====== Excerpt to read

UNITED STATES SECURITIES AND EXCHANGE COMMISSION
Washington, D.C. 20549
FORM 10-QSB
(Mark One)
[X] Quarterly report under Section 13 or 15(d) of the Securities Exchange Act
of 1934 for the quarterly period ended August 31, 2000.
[ ] Transition report under Section 13 or 15(d) of the Securities Exchange Act
of 1934 (No fee required) for the transition period from _____________ to
_______________.
Commission file number 2-90519
CENTURY LABORATORIES, INC.
(Name of small business issuer in its charter)
Delaware 72-0510027
(State or other jurisdiction of (I.R.S. Employer
incorporation or organization) Identification No.)
730 2nd Street
Santa Rosa, CA 95402-3588
(Address of principal executive offices) (Zip Code)
Issuer's telephone number: (707)935-6945
Check whether the issuer: (1)filed all reports required to be filed by Section
13 or 15(d) of the Exchange Act during the past 12 months (or for such shorter
period that the registrant was required to file such reports), and (2) has been
subject to such filing requirements for the past 90 days.
Yes [ ] No [X]
The number of shares outstanding of Registrant's common stock ($0.001 par value)
as of the quarter ended August 31, 2000 and, as of the latest practicable date,
August 31, 2000, is 10,000,000.
<PAGE>
TABLE OF CONTENTS
PART 1
Page
ITEM 1. FINANCIAL STATEMENTS ----------------------------------------- 4
ITEM 2. MANAGEMENT'S DISCUSSION
AND ANALYSIS OR PLAN OF OPERATION ------------------------ 11
PART II
ITEM 5. OTHER --------------------------------------------------------- 11
ITEM 6. EXHIBITS AND REPORTS ON FORM 8-K ------------------------- 12
SIGNATURES ---------------------------------------------------- 13
<PAGE>
PART I
-------------------------------
ITEM 1. FINANCIAL STATEMENTS
-------------------------------
Unless otherwise indicated, the term "Company" refers to Century
Laboratories, Inc. and its subsidiaries and predecessors. The accompanying
consolidated unaudited condensed financial statements have been prepared by
management in accordance with the instructions in Form 10-QSB and, therefore, so
not include all information and footnotes required by generally accepted
accounting principals and should, therefore, be read in conjunction with
Company's Annual Report to Shareholders on Form 10-KSB for the fiscal year ended
May 31, 2000. These statements do include all the normal recurring adjustments
which the Company believes is necessary and affords a fair presentation. The
interim results are not necessarily indicative of the results for the full year
ending May 31, 2001. Accordingly, consolidated audited interim financial
statements, including a balance sheet for the Company as of the fiscal quarter
ended August 31, 2000, and, statements of operations and statements of cash
flows for the interim period up to the date of such balance sheet and the
comparable period of the preceding fiscal year are attached hereto as Pages F-1
through F-6 and are incorporated herein by this reference.

============

Challenges
1) Retype the Century Laboratories quarterly report from "[ ] Transition" to "CENTURY LABORATORIES, INC.".
2) Continue the Century Laboratories quarterly report, starting right after its last sentence.

====== Data entries

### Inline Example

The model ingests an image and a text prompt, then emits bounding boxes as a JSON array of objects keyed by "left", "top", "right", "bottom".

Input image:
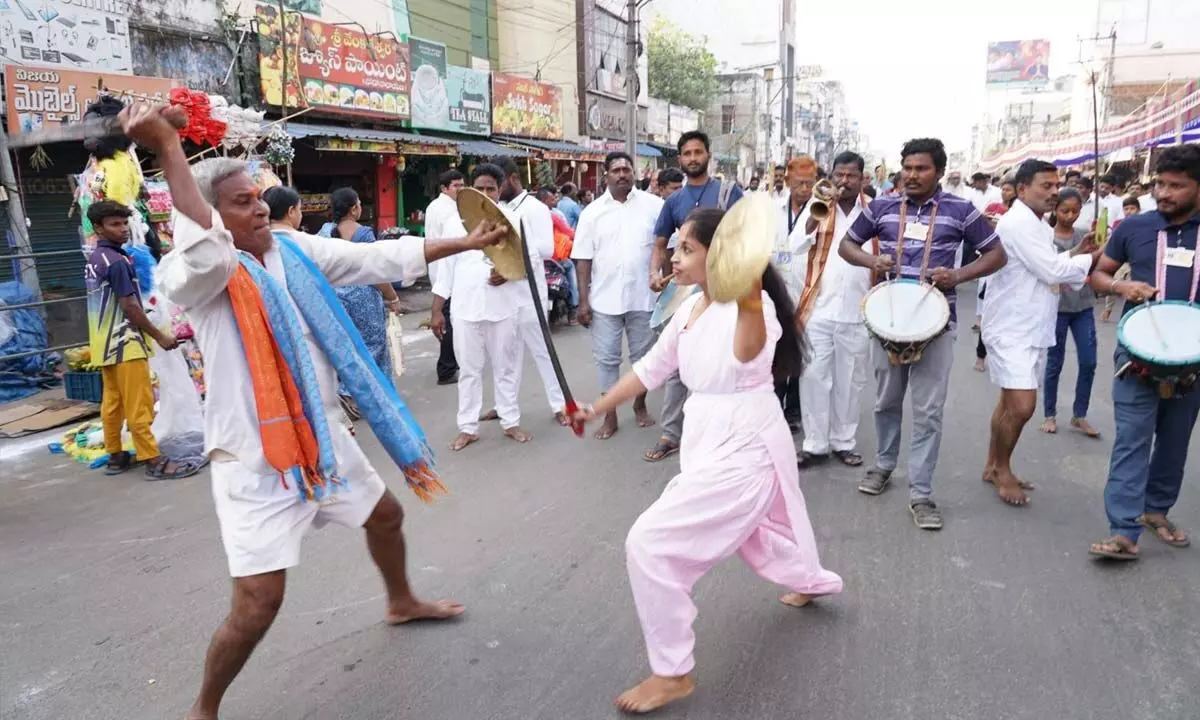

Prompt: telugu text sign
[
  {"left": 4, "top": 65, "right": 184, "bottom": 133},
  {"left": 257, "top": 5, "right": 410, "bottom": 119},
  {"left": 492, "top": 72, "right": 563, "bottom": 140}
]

============
====== Data entries

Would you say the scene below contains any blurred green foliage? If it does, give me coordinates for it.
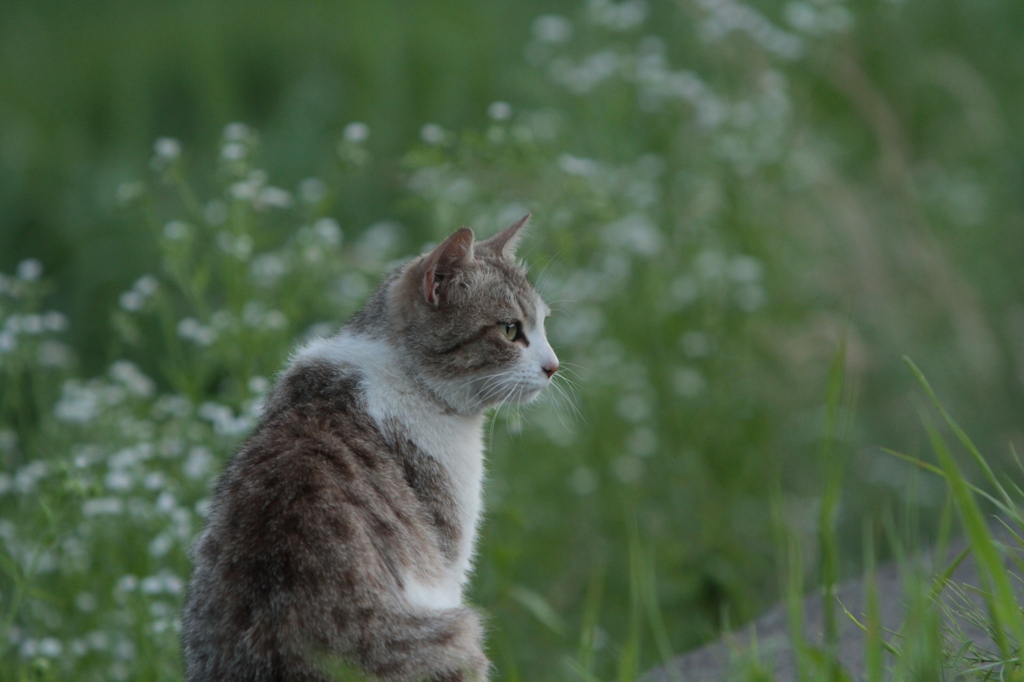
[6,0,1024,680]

============
====== Data entries

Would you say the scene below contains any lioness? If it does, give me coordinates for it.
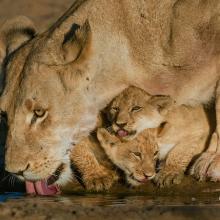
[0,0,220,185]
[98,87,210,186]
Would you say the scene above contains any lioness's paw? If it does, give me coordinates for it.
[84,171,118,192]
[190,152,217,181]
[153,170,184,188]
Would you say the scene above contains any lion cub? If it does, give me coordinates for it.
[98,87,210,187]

============

Expected outputs
1)
[ ] Transition report under Section 13 or 15(d) of the Securities Exchange Act
of 1934 (No fee required) for the transition period from _____________ to
_______________.
Commission file number 2-90519
CENTURY LABORATORIES, INC.

2)
<PAGE>
FINANCIAL STATEMENTS
FOR THE PERIODS ENDED AUGUST 31, 2000 AND AUGUST 31 1999
<PAGE>
DAVID SUSS
CERTIFIED PUBLIC ACCOUNTANT
271 MADISON AVENUE
SUITE 208
NEW YORK, N.Y. 10016
(212) 883-1050
Board of Directors
Century Laboratories, Inc.
INDEPENDENT AUDITORS' REPORT
----------------------------
I have audited the accompanying balance sheets of Century Laboratories, Inc. as
of August 31, 2000, and August 31, 1999, and the related statements of
operations, cash flows and stockholders' equity for the years then ended. These
financial statements are the responsibility of management. My responsibility is
to express an opinion on these financial statements based on our audits.
I conducted my audit in accordance with generally accepted audited standards.
Those standards require that we plan and perform the audits to obtain reasonable
assurance about whether the financial statements are free of material
misstatement. An audit includes examining, on a test basis, evidence supporting
the amounts and disclosures in the financial statements. An audit also includes
assessing the accounting principles used and significant estimates made by
management, as well as evaluating the overall financial statement presentation.
I believe that my audit provides a reasonable basis for my opinion.
The accompanying financial statements have been prepared assuming that the
Company will continue as a going concern. As discussed in Note 1 to the
financial statements, the Company has no viable operations or significant assets
and is dependent upon its president to provide sufficient working capital to
maintain the integrity of the corporate entity The circumstances create
substantial doubt about the Company's ability to continue as a going concern and
are discussed in Note 1. The financial statements do not contain any
adjustments that might result from the outcome of these uncertainties.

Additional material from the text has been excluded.